(Stored data entries)
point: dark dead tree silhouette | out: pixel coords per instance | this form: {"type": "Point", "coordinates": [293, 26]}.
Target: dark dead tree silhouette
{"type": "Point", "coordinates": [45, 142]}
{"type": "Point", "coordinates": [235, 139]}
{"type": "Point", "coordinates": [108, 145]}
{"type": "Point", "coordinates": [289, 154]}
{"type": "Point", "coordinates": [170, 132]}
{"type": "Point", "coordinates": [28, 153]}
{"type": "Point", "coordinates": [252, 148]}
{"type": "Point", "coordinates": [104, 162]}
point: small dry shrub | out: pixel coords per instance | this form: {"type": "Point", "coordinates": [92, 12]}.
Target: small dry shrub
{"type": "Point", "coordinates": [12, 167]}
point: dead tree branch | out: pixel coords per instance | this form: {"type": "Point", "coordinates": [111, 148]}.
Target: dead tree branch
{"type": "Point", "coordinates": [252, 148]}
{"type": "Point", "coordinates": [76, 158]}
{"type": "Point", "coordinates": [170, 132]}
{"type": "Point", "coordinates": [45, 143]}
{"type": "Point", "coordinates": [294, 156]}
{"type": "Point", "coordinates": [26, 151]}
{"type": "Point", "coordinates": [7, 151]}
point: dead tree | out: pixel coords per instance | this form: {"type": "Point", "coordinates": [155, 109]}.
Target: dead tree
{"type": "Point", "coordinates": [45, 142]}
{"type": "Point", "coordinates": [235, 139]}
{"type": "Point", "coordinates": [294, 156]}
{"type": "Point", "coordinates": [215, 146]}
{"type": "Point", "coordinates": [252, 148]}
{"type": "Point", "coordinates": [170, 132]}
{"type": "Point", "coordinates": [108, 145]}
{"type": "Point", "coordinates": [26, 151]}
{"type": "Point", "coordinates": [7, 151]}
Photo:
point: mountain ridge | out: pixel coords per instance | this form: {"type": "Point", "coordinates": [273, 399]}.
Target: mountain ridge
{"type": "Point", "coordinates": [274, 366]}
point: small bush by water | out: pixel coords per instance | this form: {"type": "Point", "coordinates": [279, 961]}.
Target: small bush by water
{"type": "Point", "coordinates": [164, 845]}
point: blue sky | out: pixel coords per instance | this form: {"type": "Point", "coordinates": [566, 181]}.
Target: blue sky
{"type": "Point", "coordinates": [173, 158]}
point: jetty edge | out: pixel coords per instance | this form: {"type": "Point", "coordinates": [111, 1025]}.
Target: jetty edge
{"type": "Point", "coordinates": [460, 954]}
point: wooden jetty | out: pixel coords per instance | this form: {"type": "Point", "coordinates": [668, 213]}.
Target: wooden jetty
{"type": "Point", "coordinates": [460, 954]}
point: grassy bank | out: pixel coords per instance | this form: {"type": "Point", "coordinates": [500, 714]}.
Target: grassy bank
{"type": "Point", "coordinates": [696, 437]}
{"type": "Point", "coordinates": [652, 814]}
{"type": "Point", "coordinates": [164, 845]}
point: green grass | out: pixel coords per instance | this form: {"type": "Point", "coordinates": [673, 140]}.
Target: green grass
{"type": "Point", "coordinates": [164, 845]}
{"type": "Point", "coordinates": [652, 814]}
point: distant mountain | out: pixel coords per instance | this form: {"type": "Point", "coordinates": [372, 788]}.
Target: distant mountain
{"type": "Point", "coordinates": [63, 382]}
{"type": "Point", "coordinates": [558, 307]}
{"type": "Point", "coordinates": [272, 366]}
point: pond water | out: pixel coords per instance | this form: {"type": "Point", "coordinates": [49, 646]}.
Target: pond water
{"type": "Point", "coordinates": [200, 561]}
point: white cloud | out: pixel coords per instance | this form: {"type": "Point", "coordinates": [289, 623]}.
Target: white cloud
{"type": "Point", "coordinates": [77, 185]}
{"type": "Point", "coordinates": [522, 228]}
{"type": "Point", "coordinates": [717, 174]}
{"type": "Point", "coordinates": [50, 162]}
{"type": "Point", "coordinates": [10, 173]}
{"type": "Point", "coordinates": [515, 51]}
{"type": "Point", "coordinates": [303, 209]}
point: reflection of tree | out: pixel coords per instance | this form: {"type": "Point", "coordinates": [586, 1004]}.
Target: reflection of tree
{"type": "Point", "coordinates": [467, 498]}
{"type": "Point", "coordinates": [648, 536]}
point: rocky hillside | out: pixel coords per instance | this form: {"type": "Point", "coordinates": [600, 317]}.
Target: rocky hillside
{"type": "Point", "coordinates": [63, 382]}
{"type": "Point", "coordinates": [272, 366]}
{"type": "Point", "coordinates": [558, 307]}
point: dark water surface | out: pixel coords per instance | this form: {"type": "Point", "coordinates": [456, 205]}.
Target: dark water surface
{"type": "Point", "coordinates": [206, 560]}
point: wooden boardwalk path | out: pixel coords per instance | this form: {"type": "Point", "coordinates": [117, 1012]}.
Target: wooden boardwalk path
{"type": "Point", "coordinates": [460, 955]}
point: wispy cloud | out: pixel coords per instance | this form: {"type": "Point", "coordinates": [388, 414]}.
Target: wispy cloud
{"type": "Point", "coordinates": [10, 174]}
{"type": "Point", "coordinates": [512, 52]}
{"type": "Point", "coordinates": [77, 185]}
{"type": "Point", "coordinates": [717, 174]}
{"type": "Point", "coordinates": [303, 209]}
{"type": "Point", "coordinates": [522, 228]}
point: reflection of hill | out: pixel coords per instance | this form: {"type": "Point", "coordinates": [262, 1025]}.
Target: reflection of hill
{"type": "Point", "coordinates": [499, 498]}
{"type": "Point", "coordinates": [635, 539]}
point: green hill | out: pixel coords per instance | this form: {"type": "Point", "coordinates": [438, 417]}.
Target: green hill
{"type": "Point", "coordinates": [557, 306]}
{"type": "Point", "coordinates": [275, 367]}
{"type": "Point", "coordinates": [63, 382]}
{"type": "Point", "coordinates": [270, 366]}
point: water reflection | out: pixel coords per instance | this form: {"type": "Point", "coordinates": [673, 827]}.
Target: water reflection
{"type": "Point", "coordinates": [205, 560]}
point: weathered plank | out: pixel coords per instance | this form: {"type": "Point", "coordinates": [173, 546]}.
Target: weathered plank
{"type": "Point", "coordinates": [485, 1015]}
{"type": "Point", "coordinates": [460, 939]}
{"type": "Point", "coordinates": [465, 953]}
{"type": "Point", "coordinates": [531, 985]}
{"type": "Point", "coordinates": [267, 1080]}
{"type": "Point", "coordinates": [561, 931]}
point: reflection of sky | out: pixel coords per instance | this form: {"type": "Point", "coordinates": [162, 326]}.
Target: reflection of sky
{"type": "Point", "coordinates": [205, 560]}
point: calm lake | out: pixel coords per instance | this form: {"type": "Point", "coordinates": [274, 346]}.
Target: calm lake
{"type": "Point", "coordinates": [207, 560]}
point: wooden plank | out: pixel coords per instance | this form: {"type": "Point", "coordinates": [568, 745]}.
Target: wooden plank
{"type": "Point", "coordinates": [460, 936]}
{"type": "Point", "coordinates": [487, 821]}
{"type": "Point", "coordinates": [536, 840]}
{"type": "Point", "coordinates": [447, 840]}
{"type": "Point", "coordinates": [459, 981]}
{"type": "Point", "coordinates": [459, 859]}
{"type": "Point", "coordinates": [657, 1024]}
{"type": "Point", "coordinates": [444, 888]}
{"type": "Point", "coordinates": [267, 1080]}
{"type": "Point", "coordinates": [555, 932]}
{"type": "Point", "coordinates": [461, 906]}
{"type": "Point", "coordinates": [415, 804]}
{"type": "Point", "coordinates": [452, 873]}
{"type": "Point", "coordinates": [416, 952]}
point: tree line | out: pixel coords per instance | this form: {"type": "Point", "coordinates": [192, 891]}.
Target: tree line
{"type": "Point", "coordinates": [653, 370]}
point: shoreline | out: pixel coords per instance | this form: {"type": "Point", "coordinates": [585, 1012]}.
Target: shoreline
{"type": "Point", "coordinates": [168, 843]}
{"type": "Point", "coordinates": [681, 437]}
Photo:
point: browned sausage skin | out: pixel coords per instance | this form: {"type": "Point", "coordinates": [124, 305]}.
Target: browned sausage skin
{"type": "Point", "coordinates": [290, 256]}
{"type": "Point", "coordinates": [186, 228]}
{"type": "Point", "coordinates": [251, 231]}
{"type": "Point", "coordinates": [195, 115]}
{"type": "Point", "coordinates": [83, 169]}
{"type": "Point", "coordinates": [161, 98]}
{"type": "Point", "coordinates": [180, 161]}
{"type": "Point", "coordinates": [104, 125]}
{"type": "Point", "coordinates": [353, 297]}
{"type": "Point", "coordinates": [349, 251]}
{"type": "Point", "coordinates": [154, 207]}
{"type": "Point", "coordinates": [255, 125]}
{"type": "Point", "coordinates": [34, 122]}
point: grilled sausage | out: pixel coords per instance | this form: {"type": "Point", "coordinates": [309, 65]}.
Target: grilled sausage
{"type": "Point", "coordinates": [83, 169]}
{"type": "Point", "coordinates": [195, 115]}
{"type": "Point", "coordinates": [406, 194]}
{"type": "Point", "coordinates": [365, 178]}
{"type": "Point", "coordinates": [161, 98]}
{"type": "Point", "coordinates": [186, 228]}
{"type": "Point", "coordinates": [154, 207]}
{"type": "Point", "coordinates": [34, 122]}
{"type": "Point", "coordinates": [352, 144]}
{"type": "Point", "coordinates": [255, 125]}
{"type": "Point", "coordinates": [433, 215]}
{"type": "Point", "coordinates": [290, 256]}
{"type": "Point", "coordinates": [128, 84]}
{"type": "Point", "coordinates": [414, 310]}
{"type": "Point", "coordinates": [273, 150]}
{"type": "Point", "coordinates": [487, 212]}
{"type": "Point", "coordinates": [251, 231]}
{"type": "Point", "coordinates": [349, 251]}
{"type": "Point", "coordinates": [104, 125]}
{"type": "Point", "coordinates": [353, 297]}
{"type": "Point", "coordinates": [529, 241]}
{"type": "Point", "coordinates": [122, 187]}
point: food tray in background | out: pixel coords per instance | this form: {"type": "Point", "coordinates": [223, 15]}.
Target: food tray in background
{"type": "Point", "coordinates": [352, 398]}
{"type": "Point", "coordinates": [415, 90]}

**Try it**
Exact duplication is required for the lines above, from the line that contains "Target: reflection of hill" to the line that contains "point: weathered plank", inclusive; omit all others.

**Solution to this exercise**
Target: reflection of hill
{"type": "Point", "coordinates": [499, 498]}
{"type": "Point", "coordinates": [635, 539]}
point: green hill | out: pixel coords per instance | this form: {"type": "Point", "coordinates": [438, 417]}.
Target: green hill
{"type": "Point", "coordinates": [557, 306]}
{"type": "Point", "coordinates": [275, 367]}
{"type": "Point", "coordinates": [63, 382]}
{"type": "Point", "coordinates": [270, 366]}
point: water reflection | out: pixel coords per instance | this form: {"type": "Point", "coordinates": [673, 827]}.
Target: water reflection
{"type": "Point", "coordinates": [205, 560]}
point: weathered plank | out: pixel coords per instance | this form: {"type": "Point", "coordinates": [173, 546]}.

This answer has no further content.